-------- Listed entries --------

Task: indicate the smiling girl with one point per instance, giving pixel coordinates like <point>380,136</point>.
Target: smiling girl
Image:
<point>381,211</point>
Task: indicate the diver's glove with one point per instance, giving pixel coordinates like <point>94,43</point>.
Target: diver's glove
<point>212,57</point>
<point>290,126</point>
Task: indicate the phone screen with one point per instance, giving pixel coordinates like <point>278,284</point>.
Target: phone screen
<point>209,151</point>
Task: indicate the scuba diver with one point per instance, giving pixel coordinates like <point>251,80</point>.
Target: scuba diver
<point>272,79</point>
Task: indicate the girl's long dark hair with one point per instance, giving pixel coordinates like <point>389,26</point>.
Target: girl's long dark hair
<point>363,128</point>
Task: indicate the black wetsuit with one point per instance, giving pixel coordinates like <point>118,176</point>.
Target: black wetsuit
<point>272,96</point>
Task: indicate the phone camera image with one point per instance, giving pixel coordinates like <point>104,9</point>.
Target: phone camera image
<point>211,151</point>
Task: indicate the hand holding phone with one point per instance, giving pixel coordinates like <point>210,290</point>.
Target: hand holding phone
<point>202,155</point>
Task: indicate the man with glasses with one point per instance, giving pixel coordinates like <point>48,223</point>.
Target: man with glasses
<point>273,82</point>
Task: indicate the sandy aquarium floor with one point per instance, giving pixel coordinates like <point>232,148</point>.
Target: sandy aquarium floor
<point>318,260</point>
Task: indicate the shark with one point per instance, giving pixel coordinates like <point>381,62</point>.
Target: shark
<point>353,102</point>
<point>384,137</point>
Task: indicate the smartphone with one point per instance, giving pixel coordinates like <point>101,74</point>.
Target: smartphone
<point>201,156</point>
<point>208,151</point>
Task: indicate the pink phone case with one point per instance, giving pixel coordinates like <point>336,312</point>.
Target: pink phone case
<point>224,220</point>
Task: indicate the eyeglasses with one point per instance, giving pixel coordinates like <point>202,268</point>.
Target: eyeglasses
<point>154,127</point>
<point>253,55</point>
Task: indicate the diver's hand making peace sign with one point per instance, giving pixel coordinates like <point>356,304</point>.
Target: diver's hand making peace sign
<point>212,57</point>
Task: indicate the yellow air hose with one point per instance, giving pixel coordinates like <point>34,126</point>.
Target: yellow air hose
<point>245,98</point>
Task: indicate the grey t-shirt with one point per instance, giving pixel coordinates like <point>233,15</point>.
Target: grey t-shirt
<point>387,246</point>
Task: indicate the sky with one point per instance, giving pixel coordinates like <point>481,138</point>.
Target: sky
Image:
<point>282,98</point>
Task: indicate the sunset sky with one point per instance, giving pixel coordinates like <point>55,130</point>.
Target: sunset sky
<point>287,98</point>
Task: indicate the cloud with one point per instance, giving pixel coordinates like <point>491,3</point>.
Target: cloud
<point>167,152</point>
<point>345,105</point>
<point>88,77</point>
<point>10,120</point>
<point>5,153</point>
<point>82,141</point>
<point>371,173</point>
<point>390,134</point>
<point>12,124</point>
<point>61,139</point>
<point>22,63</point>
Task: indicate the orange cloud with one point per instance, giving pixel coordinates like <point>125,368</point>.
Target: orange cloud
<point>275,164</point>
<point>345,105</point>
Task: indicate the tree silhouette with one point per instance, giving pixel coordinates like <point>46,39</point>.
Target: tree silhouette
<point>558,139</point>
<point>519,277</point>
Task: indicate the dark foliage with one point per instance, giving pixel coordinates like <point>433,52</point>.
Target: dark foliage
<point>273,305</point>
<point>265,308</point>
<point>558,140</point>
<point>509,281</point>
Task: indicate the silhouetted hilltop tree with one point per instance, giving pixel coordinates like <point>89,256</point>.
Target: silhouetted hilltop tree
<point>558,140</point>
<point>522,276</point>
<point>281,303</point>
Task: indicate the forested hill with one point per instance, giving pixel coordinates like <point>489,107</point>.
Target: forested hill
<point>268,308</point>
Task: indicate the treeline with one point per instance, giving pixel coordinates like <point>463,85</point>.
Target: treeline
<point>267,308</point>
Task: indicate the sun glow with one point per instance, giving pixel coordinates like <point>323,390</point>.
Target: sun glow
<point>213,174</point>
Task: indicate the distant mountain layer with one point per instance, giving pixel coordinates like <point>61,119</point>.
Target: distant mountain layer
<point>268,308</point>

--------

Arrange every line of the data above as a Markdown table with the columns "No." and "Text", numbering each row and omitting blank lines.

Task response »
| No. | Text |
|---|---|
| 1 | Task: indicate the smiling girl with one point per instance, giving pixel coordinates like <point>380,136</point>. |
| 2 | Target: smiling girl |
| 3 | Image: |
| 4 | <point>381,211</point> |
| 5 | Task: indicate the diver's glove with one point per instance, giving pixel coordinates like <point>94,43</point>. |
| 6 | Target: diver's glove |
| 7 | <point>212,57</point> |
| 8 | <point>290,126</point> |
| 9 | Task: indicate the phone screen with one point per instance, giving pixel coordinates like <point>278,284</point>. |
| 10 | Target: phone screen |
| 11 | <point>209,151</point> |
| 12 | Task: indicate the scuba diver with one point per instance, giving pixel coordinates like <point>251,80</point>. |
| 13 | Target: scuba diver |
| 14 | <point>272,79</point> |
| 15 | Task: indicate the girl's long dark hair with one point per instance, giving pixel coordinates like <point>389,26</point>. |
| 16 | Target: girl's long dark hair |
| 17 | <point>363,128</point> |
| 18 | Task: indicate the black wetsuit with one point per instance, giving pixel coordinates like <point>118,176</point>. |
| 19 | Target: black wetsuit |
| 20 | <point>272,96</point> |
| 21 | Task: indicate the phone camera image with one point per instance, giving pixel coordinates like <point>104,9</point>. |
| 22 | Target: phone camera image |
| 23 | <point>211,151</point> |
| 24 | Task: indicate the hand holding phone with one point per instance, giving pixel coordinates like <point>210,290</point>. |
| 25 | Target: hand holding phone |
| 26 | <point>202,155</point> |
| 27 | Task: indicate the man with glasses with one point per instance, giving pixel coordinates like <point>48,223</point>. |
| 28 | Target: man with glasses |
| 29 | <point>273,82</point> |
| 30 | Task: indicate the sandy aquarium floor with one point per instance, giving pixel coordinates like <point>232,148</point>. |
| 31 | Target: sandy aquarium floor |
| 32 | <point>318,260</point> |
| 33 | Task: indicate the shark with one point per instance, giving pixel coordinates like <point>381,62</point>. |
| 34 | Target: shark |
| 35 | <point>353,102</point> |
| 36 | <point>384,137</point> |
| 37 | Task: indicate the smartphone with one point per instance, giving pixel coordinates like <point>101,74</point>. |
| 38 | Target: smartphone |
| 39 | <point>201,156</point> |
| 40 | <point>208,151</point> |
| 41 | Task: indicate the pink phone case with one point per instance, giving pixel coordinates like <point>336,312</point>. |
| 42 | Target: pink phone case |
| 43 | <point>224,220</point> |
| 44 | Task: indicate the eyeglasses with one point per instance, giving pixel coordinates like <point>202,268</point>. |
| 45 | Target: eyeglasses |
| 46 | <point>154,127</point> |
| 47 | <point>253,55</point> |
| 48 | Task: indicate the diver's hand making peace sign with one point per instance, giving pixel coordinates like <point>356,304</point>. |
| 49 | Target: diver's hand making peace sign |
| 50 | <point>212,57</point> |
| 51 | Task: indicate the yellow air hose with one point per instance, giving pixel coordinates like <point>34,126</point>. |
| 52 | Target: yellow air hose |
| 53 | <point>245,98</point> |
| 54 | Task: indicate the grey t-shirt with one point per instance, giving pixel coordinates like <point>233,15</point>. |
| 55 | Target: grey t-shirt |
| 56 | <point>387,246</point> |
| 57 | Task: indicate the sky with one point per instance, giving pixel coordinates like <point>481,138</point>. |
| 58 | Target: sky |
| 59 | Image: |
| 60 | <point>282,98</point> |
| 61 | Task: indicate the sunset sky with one point per instance, giving pixel coordinates like <point>55,130</point>. |
| 62 | Target: sunset sky |
| 63 | <point>287,98</point> |
| 64 | Task: indicate the cloud with one point per instance, giving pixel coordinates like <point>491,3</point>. |
| 65 | Target: cloud |
| 66 | <point>167,152</point> |
| 67 | <point>345,105</point> |
| 68 | <point>88,77</point> |
| 69 | <point>10,120</point> |
| 70 | <point>5,153</point> |
| 71 | <point>82,141</point> |
| 72 | <point>371,173</point> |
| 73 | <point>390,134</point> |
| 74 | <point>12,124</point> |
| 75 | <point>61,139</point> |
| 76 | <point>22,63</point> |
| 77 | Task: indicate the orange cloud with one point per instance, giving pixel coordinates like <point>125,368</point>. |
| 78 | Target: orange cloud |
| 79 | <point>275,164</point> |
| 80 | <point>345,105</point> |
| 81 | Task: indicate the tree silhouette with one point per instance, giving pixel coordinates like <point>46,39</point>. |
| 82 | Target: tree silhouette |
| 83 | <point>558,139</point> |
| 84 | <point>519,277</point> |
| 85 | Task: indicate the dark foliage with one point per instance, giving pixel coordinates like <point>433,52</point>. |
| 86 | Target: dark foliage |
| 87 | <point>273,305</point> |
| 88 | <point>265,308</point> |
| 89 | <point>558,140</point> |
| 90 | <point>509,281</point> |
| 91 | Task: indicate the silhouetted hilltop tree with one point per instance, giving pixel coordinates like <point>89,256</point>. |
| 92 | Target: silhouetted hilltop tree |
| 93 | <point>558,140</point> |
| 94 | <point>522,276</point> |
| 95 | <point>281,303</point> |
| 96 | Task: indicate the forested hill with one point per instance, giving pixel coordinates like <point>489,107</point>. |
| 97 | Target: forested hill |
| 98 | <point>268,308</point> |
| 99 | Task: indicate the treeline with one point per instance, giving pixel coordinates like <point>463,85</point>. |
| 100 | Target: treeline |
| 101 | <point>267,308</point> |
| 102 | Task: indicate the sun glow with one point per instance, giving pixel coordinates like <point>323,390</point>. |
| 103 | Target: sun glow |
| 104 | <point>213,174</point> |
| 105 | Task: indicate the distant mountain layer with one point per instance, giving pixel coordinates like <point>61,119</point>. |
| 106 | Target: distant mountain layer |
| 107 | <point>268,308</point> |